Pull out and copy every line of the records below that contains the word "instance".

--- START Data supplied ---

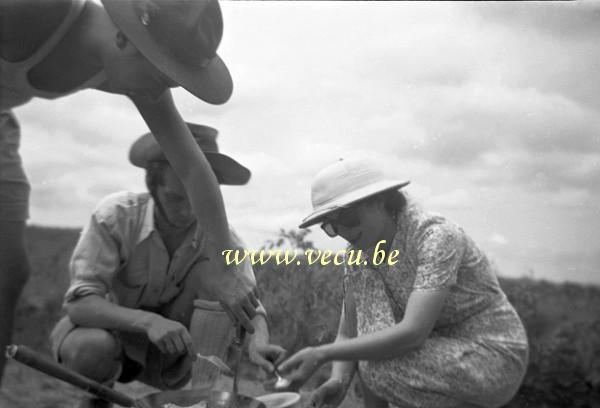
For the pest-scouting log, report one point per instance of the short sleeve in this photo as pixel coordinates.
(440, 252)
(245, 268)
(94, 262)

--- END Data supplied ---
--- START Data supplied ---

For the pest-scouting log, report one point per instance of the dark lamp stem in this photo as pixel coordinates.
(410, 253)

--- END Data supplied ---

- [The response]
For the pest-scouting log, report one point per instance of the short sleeve in this photo as pixel coordinates.
For the pest-scouting log, report one point per instance of the dark lamp stem in this photo as pixel coordinates.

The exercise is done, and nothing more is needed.